Prompt: Please go over the material below and count each line with the string "white", giving only the total.

+===+

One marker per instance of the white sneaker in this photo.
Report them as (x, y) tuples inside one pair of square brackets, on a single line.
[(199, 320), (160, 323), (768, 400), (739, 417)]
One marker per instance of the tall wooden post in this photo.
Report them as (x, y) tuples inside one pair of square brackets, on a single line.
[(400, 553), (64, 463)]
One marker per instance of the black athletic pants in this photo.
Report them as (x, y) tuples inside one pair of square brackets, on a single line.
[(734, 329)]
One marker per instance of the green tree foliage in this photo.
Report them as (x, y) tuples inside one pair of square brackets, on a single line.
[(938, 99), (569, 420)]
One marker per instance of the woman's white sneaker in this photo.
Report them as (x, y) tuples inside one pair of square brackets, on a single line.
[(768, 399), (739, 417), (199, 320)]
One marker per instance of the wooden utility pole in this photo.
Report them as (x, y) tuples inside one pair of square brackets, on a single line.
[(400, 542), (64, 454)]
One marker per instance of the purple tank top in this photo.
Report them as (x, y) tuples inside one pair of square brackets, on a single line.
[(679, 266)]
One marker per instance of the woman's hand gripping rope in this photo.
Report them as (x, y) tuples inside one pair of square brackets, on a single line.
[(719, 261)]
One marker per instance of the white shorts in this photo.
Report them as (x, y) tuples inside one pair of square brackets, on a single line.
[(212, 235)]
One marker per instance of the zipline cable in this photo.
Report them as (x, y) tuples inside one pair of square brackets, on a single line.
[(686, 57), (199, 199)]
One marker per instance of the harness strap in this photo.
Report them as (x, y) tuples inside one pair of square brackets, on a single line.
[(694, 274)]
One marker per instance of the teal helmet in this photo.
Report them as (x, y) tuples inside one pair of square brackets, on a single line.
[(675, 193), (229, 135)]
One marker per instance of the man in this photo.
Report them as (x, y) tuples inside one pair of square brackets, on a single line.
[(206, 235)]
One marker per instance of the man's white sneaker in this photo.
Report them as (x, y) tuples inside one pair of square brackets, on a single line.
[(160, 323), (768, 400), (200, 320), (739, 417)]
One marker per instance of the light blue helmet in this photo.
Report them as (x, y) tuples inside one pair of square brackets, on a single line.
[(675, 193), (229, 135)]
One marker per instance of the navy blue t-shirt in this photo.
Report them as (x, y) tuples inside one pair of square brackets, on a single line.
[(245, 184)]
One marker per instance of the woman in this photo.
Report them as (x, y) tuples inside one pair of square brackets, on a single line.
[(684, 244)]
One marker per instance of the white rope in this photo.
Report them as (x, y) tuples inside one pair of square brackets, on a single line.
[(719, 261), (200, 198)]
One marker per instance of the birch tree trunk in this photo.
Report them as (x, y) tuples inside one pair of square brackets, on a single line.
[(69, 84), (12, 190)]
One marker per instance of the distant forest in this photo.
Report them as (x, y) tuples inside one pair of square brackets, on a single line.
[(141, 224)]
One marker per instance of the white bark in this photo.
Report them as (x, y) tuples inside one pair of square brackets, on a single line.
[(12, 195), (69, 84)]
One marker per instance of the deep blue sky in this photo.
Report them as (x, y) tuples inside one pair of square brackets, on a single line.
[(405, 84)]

+===+

Result: 6